• _What you are asked to do_
Below are some records; retype all of them exactly.

• _Supplied material_
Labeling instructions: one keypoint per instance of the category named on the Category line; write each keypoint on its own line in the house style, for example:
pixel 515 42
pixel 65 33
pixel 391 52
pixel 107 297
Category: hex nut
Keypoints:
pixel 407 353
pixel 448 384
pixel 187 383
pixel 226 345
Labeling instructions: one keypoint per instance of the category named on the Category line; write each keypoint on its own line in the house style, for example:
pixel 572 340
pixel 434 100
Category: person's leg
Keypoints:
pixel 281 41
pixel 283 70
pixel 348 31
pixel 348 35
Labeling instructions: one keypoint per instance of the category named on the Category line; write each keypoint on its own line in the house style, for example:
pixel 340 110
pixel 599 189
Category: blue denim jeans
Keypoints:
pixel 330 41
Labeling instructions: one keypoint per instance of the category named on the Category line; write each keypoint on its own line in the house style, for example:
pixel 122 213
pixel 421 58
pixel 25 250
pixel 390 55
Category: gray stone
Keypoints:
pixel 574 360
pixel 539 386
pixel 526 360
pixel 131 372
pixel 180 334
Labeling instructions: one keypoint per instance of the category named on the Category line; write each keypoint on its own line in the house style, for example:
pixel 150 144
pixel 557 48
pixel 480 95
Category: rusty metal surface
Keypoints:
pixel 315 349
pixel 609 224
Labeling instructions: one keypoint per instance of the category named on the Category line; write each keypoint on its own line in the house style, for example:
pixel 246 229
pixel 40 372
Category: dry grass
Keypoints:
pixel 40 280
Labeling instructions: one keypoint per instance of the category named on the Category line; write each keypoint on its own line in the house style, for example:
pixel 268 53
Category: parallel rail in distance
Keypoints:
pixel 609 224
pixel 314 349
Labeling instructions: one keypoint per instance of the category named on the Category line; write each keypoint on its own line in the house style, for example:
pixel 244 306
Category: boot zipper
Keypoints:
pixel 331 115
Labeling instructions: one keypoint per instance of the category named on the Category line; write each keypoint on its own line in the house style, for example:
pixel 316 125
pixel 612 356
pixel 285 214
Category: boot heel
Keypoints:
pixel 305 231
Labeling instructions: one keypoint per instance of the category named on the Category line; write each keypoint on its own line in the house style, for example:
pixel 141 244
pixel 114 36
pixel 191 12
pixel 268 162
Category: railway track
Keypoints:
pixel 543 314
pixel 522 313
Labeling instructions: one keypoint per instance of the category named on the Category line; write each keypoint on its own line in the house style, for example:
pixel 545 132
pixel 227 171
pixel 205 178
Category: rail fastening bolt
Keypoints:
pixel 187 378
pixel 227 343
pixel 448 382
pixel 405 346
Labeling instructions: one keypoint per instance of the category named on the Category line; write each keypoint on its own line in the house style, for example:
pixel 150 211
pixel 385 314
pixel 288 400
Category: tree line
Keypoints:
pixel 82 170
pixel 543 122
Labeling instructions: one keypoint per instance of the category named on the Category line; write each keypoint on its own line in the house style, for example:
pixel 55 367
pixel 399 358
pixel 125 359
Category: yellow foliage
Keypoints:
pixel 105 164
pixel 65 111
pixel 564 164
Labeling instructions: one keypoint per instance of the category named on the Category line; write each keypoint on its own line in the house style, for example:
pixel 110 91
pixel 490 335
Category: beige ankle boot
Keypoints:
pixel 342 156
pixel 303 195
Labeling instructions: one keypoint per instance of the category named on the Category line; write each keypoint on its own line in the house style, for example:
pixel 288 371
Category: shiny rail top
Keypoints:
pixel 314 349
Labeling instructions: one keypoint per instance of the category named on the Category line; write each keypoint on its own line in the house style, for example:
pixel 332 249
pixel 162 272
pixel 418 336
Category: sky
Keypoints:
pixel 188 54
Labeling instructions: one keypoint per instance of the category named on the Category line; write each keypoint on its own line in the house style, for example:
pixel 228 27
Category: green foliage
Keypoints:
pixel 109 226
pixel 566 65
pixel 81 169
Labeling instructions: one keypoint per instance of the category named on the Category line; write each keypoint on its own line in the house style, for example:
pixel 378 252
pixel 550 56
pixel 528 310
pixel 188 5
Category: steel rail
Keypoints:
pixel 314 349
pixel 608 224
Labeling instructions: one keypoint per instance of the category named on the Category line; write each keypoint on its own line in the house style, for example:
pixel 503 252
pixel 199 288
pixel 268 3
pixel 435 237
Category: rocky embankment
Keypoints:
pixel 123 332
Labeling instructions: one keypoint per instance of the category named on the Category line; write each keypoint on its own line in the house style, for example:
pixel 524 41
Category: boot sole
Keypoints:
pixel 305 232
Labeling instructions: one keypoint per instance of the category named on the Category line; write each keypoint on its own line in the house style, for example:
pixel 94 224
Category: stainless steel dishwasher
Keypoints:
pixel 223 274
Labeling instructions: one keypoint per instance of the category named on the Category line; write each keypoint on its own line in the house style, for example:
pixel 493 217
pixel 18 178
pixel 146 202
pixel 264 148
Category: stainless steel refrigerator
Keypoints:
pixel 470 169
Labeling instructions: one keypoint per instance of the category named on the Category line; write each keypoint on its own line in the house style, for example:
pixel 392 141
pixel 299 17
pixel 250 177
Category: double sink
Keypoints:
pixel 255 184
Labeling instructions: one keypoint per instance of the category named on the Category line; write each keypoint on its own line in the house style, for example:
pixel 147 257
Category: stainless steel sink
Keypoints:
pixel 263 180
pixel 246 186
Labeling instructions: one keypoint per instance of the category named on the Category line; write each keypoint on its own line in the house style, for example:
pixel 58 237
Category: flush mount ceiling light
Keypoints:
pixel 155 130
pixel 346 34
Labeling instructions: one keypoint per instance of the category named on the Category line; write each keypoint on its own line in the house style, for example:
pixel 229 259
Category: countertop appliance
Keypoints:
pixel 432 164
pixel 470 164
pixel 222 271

• _Solution to this problem_
Labeling instructions: one keypoint per instance of the category named on the Category line; write each keypoint on its own line in the house style, for example:
pixel 515 42
pixel 65 33
pixel 391 52
pixel 107 297
Category: hex nut
Keypoints:
pixel 407 353
pixel 448 384
pixel 187 383
pixel 226 345
Labeling instructions: one keypoint per instance of the category named on the Category line; write each keypoint on its own line in the house style, for example:
pixel 572 340
pixel 434 100
Category: person's leg
Keypoints:
pixel 281 41
pixel 283 70
pixel 348 31
pixel 348 35
Labeling instructions: one keypoint per instance of the category named on the Category line; write each keypoint on its own line in the house style, for example:
pixel 340 110
pixel 599 189
Category: blue denim jeans
Keypoints:
pixel 330 41
Labeling instructions: one keypoint per instance of the category named on the Category line; write each keypoint on its own line in the house style, for example:
pixel 122 213
pixel 421 58
pixel 25 250
pixel 390 55
Category: gray stone
Keypoints:
pixel 574 360
pixel 539 386
pixel 526 360
pixel 131 372
pixel 180 334
Labeling instructions: one keypoint per instance of the category named on the Category line; write each keypoint on its own line in the house style, for example:
pixel 150 144
pixel 557 48
pixel 480 95
Category: rusty metal surface
Keypoints:
pixel 315 349
pixel 609 224
Labeling instructions: one keypoint per instance of the category named on the Category line; write each keypoint on its own line in the house style, for example:
pixel 246 229
pixel 40 372
Category: dry grass
Keypoints:
pixel 40 280
Labeling instructions: one keypoint per instance of the category named on the Category line; write each keypoint on its own line in the house style, for example:
pixel 268 53
Category: parallel rail in distance
Keypoints:
pixel 609 224
pixel 314 349
Labeling instructions: one keypoint per instance of the category named on the Category line; write each keypoint on its own line in the house style, for example:
pixel 244 306
Category: boot zipper
Keypoints:
pixel 331 115
Labeling instructions: one keypoint per instance of the category named on the Category line; write each keypoint on its own line in the house style, for example:
pixel 316 125
pixel 612 356
pixel 285 214
Category: boot heel
Keypoints:
pixel 305 231
Labeling instructions: one keypoint per instance of the category named on the Category line; write each keypoint on its own line in the house style, for example:
pixel 141 244
pixel 114 36
pixel 191 12
pixel 268 162
Category: railway track
Keypoints:
pixel 543 314
pixel 522 313
Labeling instructions: one keypoint per instance of the category named on the Category line; write each keypoint on its own line in the house style, for example:
pixel 545 132
pixel 227 171
pixel 205 178
Category: rail fastening bolt
Keypoints:
pixel 187 378
pixel 227 343
pixel 448 382
pixel 405 346
Labeling instructions: one keypoint per instance of the category named on the Category line; write each keypoint on its own line in the house style, for example:
pixel 150 211
pixel 385 314
pixel 288 400
Category: tree line
Keypoints:
pixel 82 170
pixel 543 122
Labeling instructions: one keypoint per instance of the category named on the Category line; write each keypoint on its own line in the house style, for example:
pixel 55 367
pixel 399 358
pixel 125 359
Category: yellow foliage
Keypoints:
pixel 105 164
pixel 65 111
pixel 564 164
Labeling instructions: one keypoint per instance of the category named on the Category line; write each keypoint on its own line in the house style, for example:
pixel 110 91
pixel 490 335
Category: beige ankle boot
Keypoints:
pixel 342 156
pixel 303 195
Labeling instructions: one keypoint per instance of the category named on the Category line; write each keypoint on its own line in the house style, for example:
pixel 288 371
Category: shiny rail top
Keypoints:
pixel 314 349
Labeling instructions: one keypoint per instance of the category named on the Category line; write each keypoint on its own line in the house style, for example:
pixel 332 249
pixel 162 272
pixel 418 336
Category: sky
Keypoints:
pixel 188 54
Labeling instructions: one keypoint per instance of the category named on the Category line; write each keypoint on its own line in the house style, for example:
pixel 228 27
Category: green foliage
Keypoints:
pixel 109 226
pixel 566 65
pixel 81 169
Labeling instructions: one keypoint per instance of the category named on the Category line; write each keypoint on its own line in the house style, for example:
pixel 378 252
pixel 550 56
pixel 528 310
pixel 188 5
Category: steel rail
Keypoints:
pixel 314 349
pixel 608 224
Labeling instructions: one keypoint per instance of the category named on the Category line; write each keypoint on its own line in the house style, for example:
pixel 503 252
pixel 199 288
pixel 268 3
pixel 435 237
Category: rocky embankment
Keypoints:
pixel 123 332
Labeling instructions: one keypoint per instance of the category named on the Category line; write each keypoint on its own line in the house style, for example:
pixel 524 41
Category: boot sole
Keypoints:
pixel 305 232
Labeling instructions: one keypoint per instance of the category named on the Category line; write each keypoint on its own line in the house style, for example:
pixel 94 224
Category: stainless steel dishwasher
Keypoints:
pixel 223 274
Labeling instructions: one keypoint per instance of the category named on the Category line; write each keypoint on its own line in the house style, for example:
pixel 493 217
pixel 18 178
pixel 146 202
pixel 264 148
Category: stainless steel refrigerator
Keypoints:
pixel 470 169
Labeling instructions: one keypoint per instance of the category named on the Category line; write each keypoint on its own line in the house style, for example:
pixel 392 141
pixel 299 17
pixel 250 177
Category: double sink
Keypoints:
pixel 255 184
Labeling instructions: one keypoint per instance of the category named on the Category line; write each keypoint on its own line in the house style, for example:
pixel 147 257
Category: stainless steel sink
Keypoints:
pixel 263 180
pixel 246 186
Labeling instructions: one keypoint per instance of the category named on the Category line; write each keypoint on its own line in the house style, for example:
pixel 58 237
Category: flush mount ceiling light
Keypoints:
pixel 155 130
pixel 346 34
Labeling instructions: one keypoint per instance of the category named on the Category line; write each keypoint on its own line in the house style, for example:
pixel 229 259
Category: countertop appliance
Keypoints:
pixel 432 164
pixel 470 164
pixel 222 271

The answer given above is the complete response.